THE PROBLEM |
Which lines in the records below contain the word "dress"? Pick out each one and copy it in full.

AVAILABLE DATA |

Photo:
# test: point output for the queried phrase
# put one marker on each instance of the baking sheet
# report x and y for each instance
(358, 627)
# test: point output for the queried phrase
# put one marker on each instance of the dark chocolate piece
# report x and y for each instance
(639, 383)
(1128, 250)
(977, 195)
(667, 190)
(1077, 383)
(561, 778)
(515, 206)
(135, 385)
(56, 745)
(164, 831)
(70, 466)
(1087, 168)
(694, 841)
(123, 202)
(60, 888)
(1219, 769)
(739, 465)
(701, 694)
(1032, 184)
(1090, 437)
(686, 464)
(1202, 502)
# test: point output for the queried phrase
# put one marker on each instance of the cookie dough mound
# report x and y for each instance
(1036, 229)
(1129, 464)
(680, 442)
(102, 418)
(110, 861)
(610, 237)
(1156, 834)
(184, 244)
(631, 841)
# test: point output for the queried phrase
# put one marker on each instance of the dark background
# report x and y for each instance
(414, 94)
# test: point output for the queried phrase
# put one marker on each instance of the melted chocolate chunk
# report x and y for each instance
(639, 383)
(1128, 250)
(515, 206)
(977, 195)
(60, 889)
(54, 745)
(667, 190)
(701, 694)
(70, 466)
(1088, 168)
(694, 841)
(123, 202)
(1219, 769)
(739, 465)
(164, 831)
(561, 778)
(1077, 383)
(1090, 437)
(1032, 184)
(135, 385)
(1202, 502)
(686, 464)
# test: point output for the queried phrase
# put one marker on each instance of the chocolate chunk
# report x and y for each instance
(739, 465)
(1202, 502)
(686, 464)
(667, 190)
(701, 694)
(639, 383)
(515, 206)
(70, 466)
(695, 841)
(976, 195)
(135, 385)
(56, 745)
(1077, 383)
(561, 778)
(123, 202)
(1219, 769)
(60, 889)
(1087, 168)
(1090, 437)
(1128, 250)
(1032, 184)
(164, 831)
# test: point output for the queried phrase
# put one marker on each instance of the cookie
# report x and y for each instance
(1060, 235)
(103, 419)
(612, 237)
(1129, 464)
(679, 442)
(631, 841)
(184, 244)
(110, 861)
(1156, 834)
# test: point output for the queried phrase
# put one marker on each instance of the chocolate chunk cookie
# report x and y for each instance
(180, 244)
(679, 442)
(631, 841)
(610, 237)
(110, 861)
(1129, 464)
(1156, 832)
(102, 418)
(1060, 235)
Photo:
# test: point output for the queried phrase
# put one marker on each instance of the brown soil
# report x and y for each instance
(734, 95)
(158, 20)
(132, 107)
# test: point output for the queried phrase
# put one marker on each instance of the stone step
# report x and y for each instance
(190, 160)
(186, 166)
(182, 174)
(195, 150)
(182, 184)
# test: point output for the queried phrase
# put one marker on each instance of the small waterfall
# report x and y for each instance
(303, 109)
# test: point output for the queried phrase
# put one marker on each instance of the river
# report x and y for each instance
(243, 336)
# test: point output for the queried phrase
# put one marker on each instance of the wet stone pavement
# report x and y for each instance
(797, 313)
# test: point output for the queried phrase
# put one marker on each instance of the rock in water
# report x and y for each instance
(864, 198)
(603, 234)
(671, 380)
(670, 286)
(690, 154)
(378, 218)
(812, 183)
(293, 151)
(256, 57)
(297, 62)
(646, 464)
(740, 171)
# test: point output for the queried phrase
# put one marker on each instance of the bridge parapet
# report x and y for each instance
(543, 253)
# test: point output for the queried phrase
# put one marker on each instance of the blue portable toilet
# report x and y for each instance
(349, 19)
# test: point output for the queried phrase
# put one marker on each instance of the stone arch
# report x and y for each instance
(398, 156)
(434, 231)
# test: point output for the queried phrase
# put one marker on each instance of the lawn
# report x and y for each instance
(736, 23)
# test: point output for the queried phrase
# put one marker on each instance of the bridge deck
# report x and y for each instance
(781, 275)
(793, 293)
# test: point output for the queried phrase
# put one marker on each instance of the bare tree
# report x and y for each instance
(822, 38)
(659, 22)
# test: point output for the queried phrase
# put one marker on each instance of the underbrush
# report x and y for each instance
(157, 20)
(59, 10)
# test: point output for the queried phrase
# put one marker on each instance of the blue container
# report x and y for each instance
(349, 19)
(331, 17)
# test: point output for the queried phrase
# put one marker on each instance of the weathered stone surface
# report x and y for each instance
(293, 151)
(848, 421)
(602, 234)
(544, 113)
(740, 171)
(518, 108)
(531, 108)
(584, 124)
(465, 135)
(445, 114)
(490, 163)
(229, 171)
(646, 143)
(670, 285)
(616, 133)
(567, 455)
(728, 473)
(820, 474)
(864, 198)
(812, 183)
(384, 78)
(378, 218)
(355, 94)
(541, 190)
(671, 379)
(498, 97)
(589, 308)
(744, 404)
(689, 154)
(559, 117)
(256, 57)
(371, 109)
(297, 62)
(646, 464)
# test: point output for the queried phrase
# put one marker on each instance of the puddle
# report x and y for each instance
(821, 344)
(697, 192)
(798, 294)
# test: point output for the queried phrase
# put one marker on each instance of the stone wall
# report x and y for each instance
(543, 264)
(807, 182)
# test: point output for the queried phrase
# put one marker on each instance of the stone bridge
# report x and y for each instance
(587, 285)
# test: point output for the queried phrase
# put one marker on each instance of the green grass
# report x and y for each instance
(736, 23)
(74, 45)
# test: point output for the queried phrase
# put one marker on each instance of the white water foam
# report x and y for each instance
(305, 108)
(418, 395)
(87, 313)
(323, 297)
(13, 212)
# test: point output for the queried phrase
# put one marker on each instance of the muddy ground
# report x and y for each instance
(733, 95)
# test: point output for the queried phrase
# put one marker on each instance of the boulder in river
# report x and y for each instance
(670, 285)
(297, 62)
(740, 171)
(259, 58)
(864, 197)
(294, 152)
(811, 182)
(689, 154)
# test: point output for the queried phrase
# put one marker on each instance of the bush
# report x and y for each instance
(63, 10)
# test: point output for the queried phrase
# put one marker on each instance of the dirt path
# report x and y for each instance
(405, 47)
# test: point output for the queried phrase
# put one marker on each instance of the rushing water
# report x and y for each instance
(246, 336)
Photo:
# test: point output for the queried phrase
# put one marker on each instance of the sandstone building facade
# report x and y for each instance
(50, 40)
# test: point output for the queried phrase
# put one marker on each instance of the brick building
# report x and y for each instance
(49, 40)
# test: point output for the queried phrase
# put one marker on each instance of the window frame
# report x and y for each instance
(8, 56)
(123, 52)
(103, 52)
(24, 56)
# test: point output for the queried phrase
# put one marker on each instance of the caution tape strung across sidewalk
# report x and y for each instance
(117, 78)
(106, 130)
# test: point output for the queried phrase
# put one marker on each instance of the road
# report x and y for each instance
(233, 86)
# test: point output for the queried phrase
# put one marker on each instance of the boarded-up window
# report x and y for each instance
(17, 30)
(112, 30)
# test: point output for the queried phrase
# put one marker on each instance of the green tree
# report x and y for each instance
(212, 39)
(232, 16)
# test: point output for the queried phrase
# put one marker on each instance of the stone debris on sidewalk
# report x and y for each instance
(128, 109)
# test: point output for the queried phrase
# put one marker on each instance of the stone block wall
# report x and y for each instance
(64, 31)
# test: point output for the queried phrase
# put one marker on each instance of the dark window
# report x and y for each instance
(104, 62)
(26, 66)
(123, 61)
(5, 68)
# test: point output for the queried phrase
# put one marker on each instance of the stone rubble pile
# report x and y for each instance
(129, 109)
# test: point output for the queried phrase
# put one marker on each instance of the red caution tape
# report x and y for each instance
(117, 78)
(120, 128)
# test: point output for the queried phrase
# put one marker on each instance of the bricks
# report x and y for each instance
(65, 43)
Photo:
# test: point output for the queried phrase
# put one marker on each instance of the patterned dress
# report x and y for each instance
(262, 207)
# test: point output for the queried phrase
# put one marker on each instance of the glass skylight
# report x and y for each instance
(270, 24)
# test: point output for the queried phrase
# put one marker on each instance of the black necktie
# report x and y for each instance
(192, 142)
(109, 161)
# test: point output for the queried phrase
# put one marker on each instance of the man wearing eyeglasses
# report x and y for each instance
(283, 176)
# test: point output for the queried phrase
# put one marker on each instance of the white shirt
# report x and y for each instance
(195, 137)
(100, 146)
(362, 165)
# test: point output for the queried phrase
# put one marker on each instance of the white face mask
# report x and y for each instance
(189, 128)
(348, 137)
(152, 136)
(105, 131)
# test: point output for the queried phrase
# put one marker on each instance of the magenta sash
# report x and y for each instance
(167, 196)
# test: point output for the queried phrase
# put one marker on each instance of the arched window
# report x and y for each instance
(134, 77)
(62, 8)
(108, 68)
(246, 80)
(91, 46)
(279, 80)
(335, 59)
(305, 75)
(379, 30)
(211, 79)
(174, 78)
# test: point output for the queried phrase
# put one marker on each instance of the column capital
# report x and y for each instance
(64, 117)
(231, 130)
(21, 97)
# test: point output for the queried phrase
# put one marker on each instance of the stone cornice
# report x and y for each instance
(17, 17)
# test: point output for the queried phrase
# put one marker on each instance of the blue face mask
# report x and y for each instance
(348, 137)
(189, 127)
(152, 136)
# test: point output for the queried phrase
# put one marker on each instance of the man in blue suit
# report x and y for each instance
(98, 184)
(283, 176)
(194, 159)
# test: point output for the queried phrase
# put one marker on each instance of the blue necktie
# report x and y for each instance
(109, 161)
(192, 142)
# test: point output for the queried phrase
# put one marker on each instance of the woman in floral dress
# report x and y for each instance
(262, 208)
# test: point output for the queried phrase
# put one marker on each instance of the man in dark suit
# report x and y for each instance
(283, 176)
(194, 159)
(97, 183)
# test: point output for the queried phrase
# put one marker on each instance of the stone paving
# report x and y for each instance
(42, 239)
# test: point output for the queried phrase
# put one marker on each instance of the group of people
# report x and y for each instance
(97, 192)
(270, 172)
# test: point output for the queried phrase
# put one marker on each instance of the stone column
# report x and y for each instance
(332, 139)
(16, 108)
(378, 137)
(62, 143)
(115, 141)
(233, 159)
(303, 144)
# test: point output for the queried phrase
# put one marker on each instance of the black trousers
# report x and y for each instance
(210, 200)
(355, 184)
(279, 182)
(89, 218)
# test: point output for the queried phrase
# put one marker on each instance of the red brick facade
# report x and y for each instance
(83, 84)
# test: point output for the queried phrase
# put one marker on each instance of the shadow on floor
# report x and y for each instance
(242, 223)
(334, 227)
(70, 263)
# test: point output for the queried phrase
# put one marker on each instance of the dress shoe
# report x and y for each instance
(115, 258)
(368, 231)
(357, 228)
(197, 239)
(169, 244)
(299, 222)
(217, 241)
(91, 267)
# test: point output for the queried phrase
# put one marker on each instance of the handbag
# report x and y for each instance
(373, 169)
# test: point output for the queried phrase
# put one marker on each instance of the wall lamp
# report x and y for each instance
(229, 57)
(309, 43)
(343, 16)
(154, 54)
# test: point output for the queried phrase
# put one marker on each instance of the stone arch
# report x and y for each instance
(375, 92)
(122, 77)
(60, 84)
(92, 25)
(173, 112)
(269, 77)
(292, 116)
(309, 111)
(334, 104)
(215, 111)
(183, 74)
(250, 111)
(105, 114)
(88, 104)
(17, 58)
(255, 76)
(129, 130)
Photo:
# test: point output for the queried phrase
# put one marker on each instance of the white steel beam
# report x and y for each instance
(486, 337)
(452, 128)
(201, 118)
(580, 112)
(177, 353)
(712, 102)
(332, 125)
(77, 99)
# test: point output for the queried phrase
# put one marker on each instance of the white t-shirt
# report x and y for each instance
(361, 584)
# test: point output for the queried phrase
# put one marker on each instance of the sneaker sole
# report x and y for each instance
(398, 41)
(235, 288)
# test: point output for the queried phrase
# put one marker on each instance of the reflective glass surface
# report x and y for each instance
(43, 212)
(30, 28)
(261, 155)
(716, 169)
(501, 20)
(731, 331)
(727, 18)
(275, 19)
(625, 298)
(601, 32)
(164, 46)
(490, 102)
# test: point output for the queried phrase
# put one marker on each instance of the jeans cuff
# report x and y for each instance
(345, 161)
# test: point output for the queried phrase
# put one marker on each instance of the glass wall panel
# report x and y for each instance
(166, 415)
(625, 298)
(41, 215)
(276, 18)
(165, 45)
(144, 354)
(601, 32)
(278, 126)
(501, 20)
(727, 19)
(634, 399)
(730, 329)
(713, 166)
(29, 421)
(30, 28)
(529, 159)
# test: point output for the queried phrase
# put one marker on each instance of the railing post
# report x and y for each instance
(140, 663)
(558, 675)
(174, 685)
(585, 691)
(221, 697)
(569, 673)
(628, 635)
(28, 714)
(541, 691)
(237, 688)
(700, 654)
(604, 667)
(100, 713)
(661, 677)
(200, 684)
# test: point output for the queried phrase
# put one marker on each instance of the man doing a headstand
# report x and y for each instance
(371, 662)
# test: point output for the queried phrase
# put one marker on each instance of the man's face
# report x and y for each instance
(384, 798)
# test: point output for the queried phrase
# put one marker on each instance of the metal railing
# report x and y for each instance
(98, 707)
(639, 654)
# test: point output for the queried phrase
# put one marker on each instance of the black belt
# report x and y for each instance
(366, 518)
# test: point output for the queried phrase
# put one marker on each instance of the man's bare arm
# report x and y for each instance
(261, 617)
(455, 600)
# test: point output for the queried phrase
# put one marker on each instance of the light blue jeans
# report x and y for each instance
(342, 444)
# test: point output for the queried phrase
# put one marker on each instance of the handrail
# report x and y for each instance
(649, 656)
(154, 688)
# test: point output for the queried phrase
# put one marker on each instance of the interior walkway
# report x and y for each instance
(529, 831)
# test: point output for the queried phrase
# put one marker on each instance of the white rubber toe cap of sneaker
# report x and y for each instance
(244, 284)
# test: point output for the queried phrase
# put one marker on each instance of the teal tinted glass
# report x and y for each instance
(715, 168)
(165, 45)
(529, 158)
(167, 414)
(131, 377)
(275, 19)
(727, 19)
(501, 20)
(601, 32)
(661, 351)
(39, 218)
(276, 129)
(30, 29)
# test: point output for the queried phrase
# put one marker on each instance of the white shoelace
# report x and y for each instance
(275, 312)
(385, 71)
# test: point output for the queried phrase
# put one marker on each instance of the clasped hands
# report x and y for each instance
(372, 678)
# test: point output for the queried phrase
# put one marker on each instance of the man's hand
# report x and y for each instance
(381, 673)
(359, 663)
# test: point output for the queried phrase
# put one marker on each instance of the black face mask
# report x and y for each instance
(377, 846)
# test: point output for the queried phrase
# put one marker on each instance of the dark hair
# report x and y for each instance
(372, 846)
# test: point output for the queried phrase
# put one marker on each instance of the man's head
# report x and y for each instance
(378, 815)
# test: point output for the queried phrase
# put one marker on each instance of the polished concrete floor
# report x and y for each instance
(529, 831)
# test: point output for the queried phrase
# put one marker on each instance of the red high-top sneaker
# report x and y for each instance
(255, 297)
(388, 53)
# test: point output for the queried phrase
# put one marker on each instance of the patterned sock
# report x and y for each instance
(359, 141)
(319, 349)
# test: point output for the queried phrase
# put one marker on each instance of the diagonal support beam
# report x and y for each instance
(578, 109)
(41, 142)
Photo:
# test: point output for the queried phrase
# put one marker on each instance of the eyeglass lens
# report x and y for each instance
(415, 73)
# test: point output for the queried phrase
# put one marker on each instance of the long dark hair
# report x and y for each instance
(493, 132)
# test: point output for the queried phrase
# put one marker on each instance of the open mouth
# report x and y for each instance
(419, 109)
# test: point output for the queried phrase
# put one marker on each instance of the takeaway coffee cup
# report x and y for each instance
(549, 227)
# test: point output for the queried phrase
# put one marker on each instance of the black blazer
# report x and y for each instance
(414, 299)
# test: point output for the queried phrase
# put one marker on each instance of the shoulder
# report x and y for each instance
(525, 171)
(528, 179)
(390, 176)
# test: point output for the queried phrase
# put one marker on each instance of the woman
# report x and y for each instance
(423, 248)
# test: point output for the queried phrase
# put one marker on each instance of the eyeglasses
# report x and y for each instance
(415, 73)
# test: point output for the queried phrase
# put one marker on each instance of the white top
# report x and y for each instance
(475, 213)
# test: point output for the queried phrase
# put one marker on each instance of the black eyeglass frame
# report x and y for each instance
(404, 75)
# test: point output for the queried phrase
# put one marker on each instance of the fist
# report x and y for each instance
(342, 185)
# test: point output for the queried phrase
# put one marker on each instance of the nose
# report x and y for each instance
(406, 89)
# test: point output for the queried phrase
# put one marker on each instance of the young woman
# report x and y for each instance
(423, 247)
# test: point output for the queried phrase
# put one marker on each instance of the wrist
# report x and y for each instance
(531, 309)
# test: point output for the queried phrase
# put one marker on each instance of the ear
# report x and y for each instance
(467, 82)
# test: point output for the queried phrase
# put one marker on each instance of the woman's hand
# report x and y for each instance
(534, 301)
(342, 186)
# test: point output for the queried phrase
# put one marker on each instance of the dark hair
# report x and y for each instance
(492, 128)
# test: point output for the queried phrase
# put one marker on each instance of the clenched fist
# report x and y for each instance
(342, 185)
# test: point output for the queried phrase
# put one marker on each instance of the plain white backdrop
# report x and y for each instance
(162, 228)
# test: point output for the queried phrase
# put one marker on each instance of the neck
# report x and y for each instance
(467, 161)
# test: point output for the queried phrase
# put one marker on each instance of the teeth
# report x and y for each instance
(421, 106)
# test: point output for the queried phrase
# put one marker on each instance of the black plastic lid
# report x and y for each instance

RESPONSE TO THIS TASK |
# put one marker on each instance of the patterned dress
# put one marker on each instance of the woman in floral dress
# put one marker on each instance of the dress shoe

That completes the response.